Transcribe exactly the line in which "Target: lip" occurs, plus every line that comes after it up to the end of the entries.
# # # # #
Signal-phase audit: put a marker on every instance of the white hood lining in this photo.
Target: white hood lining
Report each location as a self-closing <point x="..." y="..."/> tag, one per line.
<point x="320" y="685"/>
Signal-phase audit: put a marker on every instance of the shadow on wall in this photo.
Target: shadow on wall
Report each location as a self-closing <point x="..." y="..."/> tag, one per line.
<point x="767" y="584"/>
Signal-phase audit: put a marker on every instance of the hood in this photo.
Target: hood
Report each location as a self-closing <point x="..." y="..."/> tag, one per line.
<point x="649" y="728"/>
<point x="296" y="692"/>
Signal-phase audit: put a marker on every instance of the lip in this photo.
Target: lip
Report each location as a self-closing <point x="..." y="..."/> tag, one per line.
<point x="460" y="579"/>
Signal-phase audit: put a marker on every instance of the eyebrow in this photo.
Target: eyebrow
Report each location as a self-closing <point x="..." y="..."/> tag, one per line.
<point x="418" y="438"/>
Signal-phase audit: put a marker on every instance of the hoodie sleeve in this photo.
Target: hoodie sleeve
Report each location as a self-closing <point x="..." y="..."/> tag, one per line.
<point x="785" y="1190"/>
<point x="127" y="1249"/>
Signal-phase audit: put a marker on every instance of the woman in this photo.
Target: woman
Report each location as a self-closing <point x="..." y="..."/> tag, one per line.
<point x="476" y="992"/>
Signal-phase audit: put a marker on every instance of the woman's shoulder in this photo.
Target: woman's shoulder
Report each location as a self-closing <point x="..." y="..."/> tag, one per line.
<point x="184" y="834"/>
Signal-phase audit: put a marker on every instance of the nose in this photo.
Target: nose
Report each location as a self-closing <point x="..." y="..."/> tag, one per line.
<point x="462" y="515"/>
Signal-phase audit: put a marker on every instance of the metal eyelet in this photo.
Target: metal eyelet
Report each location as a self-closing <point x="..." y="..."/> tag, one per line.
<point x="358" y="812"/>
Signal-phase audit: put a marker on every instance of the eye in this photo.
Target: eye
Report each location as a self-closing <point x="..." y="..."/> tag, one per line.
# # # # #
- _Solved problem_
Target: lip
Report each location as a self-closing <point x="..." y="..."/> tag, one per line.
<point x="460" y="579"/>
Signal-phase audit: put a marker on every instance of the eyebrow in this photo.
Target: eyebrow
Report each location as a self-closing <point x="..." y="..."/> tag, one per line.
<point x="418" y="438"/>
Signal-phase audit: put a marker on every instance of the hoodie sleeve in this photo.
Target: hoodie sleeve
Report each location as a self-closing <point x="..." y="..."/> tag, one per line.
<point x="785" y="1190"/>
<point x="127" y="1249"/>
Signal-phase audit: put a marker on every instance of the woman in this photo.
Target: woman
Report each location as a self-closing <point x="..." y="..."/> tag, one per line.
<point x="476" y="992"/>
Signal-phase audit: put a marker on every instance of the woman's shoulder in this photo.
Target: woman's shoulder
Report each location as a self-closing <point x="..." y="..."/> tag, one per line.
<point x="184" y="834"/>
Signal-phase audit: put a marker on every instance of the nose in this photo.
Target: nose
Report each location as a self-closing <point x="..." y="..."/> tag, one per line.
<point x="462" y="515"/>
Signal-phase audit: put a marker on every instance of the metal eyelet in this photo.
Target: metal eyelet
Report each location as a self-closing <point x="..." y="..."/> tag, one per line.
<point x="358" y="812"/>
Signal-phase audit: put a marker on every instance of the eye in this photo.
Target: eye
Report each location as a self-closing <point x="..." y="..."/> tag, one per line.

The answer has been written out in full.